• _TASK REQUIREMENTS_: Pictures stay out of the copy; output exactly the lines from the one containing "Each instance receives one keypoint. Tag the front" through the end of the material.

• _RAW RECORDS_:
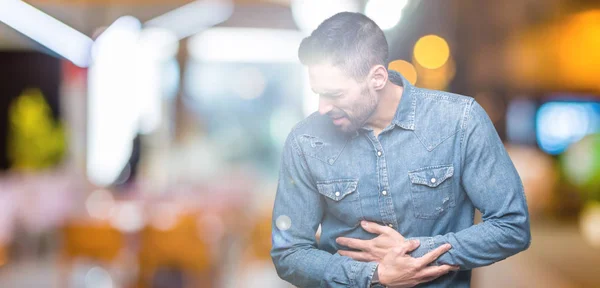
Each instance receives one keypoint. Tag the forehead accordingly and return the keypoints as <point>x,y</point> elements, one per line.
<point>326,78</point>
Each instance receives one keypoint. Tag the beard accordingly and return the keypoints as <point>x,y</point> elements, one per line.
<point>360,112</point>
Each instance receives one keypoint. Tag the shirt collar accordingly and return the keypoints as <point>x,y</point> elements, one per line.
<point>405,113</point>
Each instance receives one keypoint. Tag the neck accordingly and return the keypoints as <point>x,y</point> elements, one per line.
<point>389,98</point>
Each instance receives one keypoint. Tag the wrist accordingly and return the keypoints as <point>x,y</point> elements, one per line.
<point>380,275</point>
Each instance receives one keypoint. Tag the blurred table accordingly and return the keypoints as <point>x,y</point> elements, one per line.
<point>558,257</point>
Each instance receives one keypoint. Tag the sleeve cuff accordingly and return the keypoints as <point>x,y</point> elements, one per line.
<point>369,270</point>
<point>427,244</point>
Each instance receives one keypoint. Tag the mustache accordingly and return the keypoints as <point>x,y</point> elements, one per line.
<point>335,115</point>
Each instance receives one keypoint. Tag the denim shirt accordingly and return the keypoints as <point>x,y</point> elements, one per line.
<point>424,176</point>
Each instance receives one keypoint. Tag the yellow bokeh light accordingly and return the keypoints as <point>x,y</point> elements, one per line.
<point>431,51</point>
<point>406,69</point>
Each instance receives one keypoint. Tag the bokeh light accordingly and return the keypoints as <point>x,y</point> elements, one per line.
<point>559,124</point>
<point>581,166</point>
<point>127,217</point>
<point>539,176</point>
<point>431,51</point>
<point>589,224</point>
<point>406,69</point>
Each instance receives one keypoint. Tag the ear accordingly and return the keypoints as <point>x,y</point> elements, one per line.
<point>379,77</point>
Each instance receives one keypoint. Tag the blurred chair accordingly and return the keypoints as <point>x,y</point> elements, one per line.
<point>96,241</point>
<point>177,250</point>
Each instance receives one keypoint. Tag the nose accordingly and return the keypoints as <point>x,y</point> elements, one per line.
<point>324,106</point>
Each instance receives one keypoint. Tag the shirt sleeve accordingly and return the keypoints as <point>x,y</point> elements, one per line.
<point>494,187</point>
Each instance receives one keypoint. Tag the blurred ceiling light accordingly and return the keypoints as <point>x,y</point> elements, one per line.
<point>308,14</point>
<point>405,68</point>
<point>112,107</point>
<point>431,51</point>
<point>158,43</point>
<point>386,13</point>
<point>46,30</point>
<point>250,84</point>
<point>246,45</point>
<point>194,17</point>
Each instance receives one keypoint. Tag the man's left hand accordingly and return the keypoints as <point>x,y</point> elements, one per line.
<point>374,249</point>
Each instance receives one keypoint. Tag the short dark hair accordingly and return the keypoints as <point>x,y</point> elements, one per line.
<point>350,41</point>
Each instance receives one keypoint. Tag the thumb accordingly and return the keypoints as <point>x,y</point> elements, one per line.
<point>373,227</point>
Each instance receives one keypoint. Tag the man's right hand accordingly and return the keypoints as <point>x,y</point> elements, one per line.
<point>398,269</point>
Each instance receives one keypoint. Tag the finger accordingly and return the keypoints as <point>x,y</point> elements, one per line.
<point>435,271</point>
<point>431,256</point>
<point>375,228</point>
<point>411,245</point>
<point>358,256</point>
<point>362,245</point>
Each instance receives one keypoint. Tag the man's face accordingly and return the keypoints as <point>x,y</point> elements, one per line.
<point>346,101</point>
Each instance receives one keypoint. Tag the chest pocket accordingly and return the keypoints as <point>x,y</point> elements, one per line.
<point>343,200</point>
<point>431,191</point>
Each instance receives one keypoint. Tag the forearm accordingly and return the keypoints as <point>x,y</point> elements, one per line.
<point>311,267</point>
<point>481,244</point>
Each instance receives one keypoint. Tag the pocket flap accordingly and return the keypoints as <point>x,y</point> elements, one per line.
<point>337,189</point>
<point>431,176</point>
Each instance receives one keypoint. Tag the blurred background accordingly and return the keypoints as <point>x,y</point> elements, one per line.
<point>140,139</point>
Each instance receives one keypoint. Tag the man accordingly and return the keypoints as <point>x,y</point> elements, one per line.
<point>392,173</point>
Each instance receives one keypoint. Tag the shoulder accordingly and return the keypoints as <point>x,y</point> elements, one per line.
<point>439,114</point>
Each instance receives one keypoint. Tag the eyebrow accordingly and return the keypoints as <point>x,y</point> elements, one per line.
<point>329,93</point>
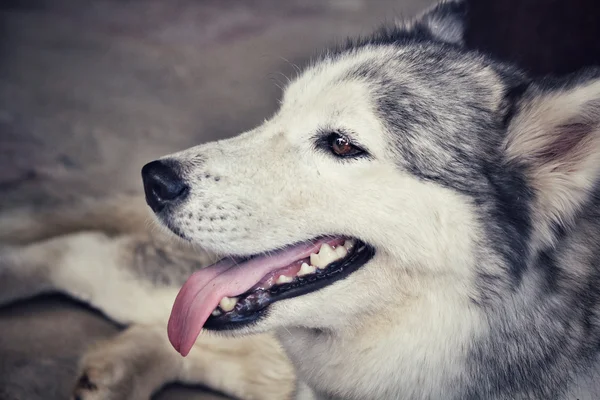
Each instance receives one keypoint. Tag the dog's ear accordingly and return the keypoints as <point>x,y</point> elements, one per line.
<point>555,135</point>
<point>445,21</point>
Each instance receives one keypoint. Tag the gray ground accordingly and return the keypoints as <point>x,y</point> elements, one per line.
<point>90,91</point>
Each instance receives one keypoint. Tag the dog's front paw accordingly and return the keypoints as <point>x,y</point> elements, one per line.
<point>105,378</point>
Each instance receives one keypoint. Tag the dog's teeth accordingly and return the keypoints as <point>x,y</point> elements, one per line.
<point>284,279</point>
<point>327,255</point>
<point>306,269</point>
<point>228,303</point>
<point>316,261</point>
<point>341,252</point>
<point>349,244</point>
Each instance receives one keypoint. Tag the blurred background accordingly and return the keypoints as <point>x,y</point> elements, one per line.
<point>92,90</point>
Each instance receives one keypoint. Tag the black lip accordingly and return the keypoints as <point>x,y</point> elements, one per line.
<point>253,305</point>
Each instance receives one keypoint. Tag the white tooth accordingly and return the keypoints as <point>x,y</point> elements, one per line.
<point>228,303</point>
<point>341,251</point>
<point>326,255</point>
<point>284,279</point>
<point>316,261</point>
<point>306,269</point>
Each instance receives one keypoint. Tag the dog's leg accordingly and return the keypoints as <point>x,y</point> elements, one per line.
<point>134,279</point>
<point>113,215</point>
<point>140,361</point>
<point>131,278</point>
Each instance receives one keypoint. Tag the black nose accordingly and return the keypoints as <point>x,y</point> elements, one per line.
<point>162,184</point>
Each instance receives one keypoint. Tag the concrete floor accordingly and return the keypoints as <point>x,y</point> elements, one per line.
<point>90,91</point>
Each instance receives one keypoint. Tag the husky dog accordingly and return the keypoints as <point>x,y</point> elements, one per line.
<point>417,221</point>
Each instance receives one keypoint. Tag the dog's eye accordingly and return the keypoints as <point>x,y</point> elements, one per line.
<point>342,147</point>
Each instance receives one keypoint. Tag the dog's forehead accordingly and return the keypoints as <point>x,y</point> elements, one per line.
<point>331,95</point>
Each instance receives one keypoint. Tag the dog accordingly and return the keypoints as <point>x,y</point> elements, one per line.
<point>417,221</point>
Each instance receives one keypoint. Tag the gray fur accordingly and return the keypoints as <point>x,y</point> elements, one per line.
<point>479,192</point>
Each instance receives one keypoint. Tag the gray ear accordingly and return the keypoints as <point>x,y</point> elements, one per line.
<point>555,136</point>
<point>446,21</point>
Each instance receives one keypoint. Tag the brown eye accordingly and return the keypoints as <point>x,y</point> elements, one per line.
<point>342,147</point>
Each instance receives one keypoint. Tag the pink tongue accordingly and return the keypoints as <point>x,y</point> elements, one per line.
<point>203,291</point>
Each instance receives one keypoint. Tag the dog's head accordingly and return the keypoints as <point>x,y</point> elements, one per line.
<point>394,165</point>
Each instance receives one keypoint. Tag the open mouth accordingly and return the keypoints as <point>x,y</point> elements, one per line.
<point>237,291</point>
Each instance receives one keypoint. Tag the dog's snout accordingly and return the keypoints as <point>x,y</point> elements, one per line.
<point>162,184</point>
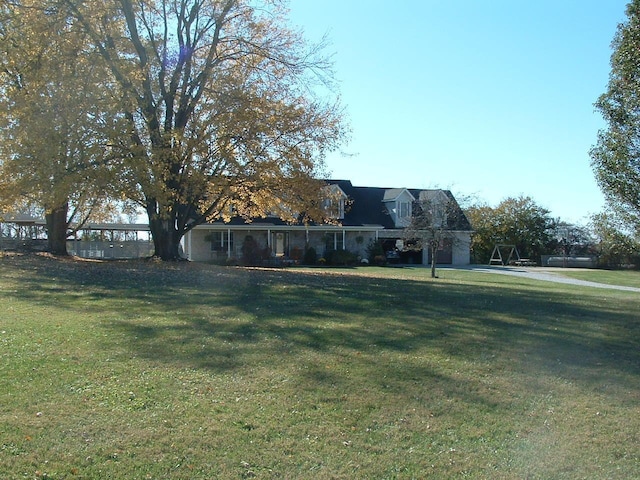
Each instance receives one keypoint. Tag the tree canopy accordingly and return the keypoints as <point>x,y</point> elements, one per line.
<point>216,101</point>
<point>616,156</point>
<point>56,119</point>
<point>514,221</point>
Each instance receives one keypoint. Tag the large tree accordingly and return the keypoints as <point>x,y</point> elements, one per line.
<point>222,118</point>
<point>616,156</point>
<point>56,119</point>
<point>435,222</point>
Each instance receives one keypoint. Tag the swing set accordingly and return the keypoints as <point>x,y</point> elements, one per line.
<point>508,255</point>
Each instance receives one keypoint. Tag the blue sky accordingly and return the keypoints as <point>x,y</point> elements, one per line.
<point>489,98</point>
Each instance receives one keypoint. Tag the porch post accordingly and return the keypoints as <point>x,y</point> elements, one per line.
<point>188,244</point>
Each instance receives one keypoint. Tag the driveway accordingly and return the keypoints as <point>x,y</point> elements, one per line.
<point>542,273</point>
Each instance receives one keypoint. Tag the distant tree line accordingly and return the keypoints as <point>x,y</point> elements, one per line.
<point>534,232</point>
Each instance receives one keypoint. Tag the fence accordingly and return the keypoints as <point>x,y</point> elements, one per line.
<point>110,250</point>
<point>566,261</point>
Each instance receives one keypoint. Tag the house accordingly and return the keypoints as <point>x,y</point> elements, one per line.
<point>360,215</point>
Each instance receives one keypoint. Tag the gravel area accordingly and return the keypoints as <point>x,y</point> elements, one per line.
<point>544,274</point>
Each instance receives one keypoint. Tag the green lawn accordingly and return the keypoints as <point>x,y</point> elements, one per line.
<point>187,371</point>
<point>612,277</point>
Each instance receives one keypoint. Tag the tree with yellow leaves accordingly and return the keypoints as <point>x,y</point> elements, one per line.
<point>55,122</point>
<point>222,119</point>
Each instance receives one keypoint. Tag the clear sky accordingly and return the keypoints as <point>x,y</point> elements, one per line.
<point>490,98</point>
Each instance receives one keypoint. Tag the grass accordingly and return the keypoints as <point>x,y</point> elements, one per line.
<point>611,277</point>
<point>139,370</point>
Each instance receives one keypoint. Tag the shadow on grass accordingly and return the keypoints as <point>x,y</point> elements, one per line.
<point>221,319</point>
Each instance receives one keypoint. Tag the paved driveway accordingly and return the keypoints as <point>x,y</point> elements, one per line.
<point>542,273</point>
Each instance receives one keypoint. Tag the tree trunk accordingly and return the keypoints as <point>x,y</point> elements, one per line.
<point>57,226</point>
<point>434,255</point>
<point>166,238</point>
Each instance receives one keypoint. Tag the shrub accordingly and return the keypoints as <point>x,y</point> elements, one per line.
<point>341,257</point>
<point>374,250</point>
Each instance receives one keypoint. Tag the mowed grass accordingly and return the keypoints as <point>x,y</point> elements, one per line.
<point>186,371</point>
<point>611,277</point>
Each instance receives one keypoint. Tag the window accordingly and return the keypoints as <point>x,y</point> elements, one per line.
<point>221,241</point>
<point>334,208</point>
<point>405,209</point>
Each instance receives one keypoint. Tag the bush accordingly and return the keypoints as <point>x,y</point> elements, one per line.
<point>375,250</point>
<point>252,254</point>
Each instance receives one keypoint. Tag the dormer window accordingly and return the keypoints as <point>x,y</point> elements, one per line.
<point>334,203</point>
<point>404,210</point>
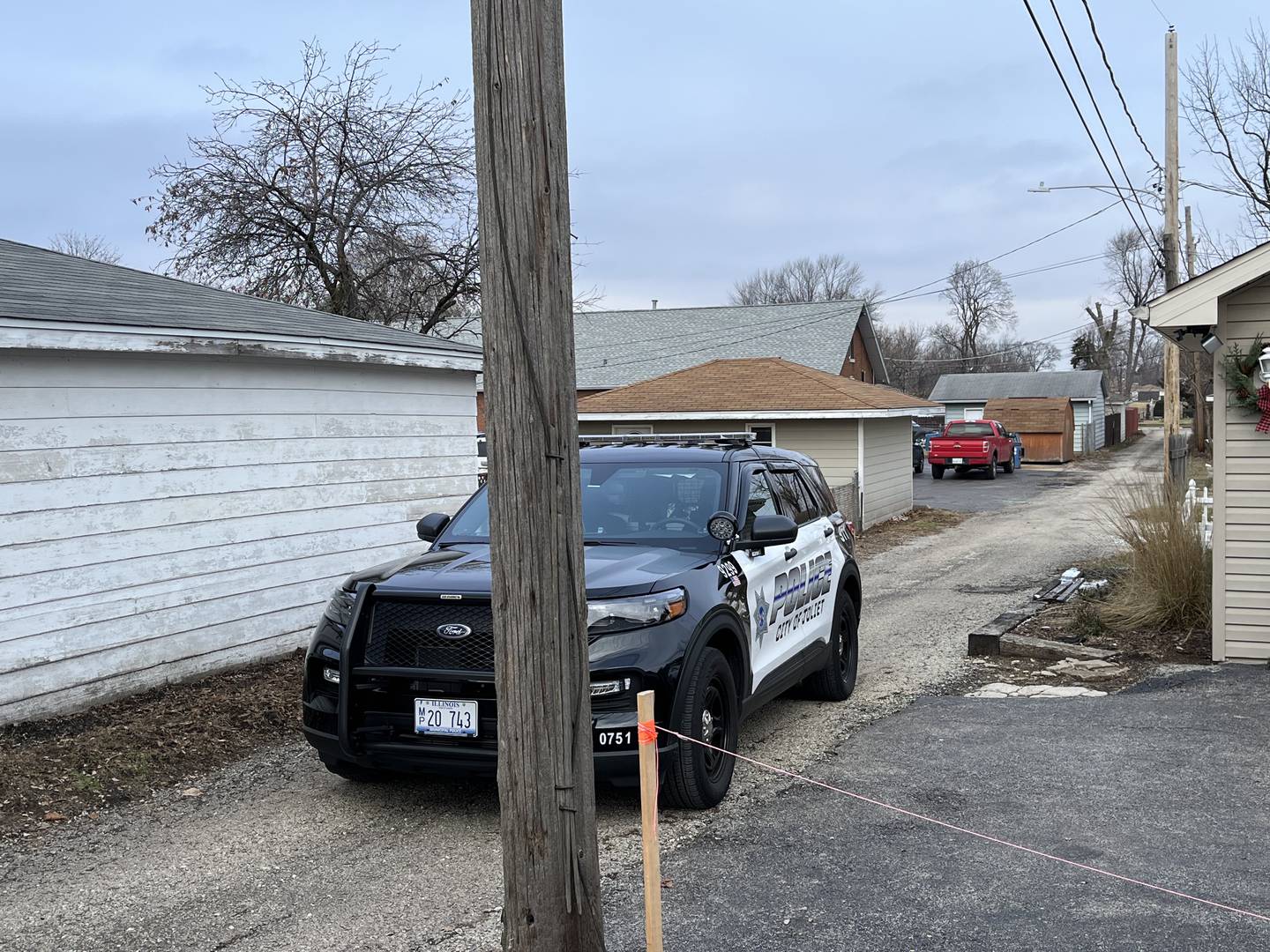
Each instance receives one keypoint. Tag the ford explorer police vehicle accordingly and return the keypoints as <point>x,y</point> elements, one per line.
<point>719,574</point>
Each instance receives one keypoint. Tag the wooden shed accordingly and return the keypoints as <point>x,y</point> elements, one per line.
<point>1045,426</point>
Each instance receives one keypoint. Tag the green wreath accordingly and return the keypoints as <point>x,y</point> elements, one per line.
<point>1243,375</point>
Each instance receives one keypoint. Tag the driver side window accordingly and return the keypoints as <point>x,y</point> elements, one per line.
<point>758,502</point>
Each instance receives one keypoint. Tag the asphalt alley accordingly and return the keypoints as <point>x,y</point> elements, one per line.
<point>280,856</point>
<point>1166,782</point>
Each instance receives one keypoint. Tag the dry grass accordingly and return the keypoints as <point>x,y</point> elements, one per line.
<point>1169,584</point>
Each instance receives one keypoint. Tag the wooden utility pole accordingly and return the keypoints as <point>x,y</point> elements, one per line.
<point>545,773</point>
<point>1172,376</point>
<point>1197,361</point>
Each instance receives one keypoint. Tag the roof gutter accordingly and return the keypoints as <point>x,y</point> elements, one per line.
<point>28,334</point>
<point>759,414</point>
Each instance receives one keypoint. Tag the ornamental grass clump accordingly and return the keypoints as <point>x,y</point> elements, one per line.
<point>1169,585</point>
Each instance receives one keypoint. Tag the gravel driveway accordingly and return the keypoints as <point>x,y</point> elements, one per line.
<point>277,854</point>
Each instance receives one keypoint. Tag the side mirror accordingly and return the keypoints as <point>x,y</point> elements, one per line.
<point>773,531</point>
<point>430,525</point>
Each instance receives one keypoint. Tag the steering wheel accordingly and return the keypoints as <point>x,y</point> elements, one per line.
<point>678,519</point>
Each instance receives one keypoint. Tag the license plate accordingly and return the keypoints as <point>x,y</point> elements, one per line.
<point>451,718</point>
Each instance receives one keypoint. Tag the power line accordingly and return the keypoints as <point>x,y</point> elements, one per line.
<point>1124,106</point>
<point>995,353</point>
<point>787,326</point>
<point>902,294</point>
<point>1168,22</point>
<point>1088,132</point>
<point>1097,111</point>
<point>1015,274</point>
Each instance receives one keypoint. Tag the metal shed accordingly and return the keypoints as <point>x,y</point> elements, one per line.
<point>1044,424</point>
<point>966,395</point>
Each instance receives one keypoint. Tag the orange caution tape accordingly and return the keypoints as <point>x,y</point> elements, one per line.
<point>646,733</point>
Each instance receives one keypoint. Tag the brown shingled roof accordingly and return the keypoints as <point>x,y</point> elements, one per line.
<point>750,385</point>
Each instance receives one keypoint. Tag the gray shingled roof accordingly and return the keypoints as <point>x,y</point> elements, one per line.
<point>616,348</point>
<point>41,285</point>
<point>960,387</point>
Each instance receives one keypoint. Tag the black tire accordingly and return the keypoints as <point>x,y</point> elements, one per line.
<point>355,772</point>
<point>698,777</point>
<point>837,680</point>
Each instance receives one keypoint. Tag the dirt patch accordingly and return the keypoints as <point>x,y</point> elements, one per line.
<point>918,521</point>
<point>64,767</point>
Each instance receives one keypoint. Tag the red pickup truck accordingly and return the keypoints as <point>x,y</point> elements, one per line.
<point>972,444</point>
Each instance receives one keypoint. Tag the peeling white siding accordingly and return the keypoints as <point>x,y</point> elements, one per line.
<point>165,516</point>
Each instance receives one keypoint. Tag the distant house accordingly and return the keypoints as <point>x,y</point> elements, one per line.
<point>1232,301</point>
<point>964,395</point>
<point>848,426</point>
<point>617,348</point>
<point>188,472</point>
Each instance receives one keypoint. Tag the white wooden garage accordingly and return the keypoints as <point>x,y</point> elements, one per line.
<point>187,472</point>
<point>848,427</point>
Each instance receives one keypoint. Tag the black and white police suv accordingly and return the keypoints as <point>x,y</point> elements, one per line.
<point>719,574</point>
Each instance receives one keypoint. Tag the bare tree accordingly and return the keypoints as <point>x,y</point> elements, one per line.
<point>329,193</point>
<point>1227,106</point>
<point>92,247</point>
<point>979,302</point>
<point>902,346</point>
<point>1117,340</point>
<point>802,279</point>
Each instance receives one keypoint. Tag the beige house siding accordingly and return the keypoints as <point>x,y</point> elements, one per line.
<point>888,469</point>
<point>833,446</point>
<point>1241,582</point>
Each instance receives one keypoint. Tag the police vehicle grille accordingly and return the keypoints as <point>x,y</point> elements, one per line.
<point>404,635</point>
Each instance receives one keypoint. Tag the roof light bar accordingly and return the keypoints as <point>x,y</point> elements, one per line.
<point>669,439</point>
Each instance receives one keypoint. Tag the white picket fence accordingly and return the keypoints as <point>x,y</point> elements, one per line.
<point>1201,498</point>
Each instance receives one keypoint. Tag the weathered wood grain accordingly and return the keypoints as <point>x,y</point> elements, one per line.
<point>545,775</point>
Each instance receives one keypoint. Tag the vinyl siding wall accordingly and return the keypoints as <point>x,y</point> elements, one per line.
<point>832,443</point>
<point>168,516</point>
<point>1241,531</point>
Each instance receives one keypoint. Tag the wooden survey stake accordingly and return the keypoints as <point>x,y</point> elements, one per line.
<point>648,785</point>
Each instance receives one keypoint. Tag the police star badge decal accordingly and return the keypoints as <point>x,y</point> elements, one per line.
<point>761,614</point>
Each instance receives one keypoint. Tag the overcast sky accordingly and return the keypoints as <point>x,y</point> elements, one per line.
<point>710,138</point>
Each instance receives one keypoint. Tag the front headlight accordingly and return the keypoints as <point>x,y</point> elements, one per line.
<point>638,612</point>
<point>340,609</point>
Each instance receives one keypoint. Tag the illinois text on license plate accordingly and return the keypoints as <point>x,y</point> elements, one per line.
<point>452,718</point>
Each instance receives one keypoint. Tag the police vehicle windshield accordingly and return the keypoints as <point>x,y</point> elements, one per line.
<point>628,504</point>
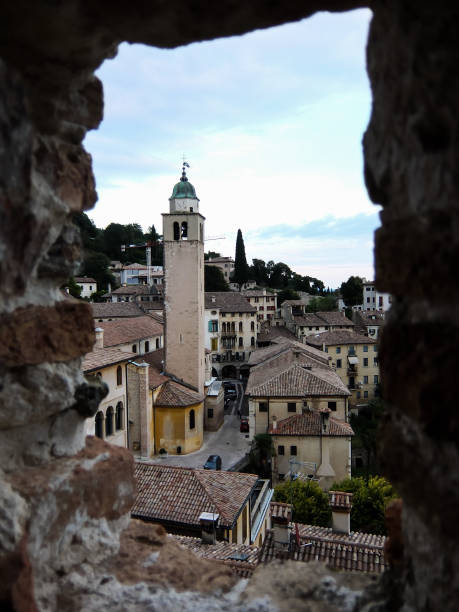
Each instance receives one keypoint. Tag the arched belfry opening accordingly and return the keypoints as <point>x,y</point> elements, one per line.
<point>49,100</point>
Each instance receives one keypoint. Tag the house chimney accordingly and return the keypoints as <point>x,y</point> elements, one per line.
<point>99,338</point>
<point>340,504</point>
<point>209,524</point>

• _THE RESULT_:
Each instance receives one keypoint. Tag the front headlight accordingly and return the keypoints as <point>x,y</point> elements, one per line.
<point>638,612</point>
<point>340,609</point>
Each instance receives one keypoint. Tag the illinois text on license plate accordingly and return the keypoints as <point>x,y</point> elements, one per line.
<point>452,718</point>
Each instance receives one keypoint. Tag the police vehicle windshield accordingly and return the keypoints as <point>x,y</point> elements, one per line.
<point>628,504</point>
Each instance receives one keypoint. Tag the arched belfry opening accordingly and return the keypoints as <point>x,y</point> elements, one per line.
<point>49,100</point>
Each instance receives one keypoint. Tag the house chimney accordingly and return the keypoints as <point>x,y</point> elements, one per line.
<point>99,338</point>
<point>340,504</point>
<point>209,524</point>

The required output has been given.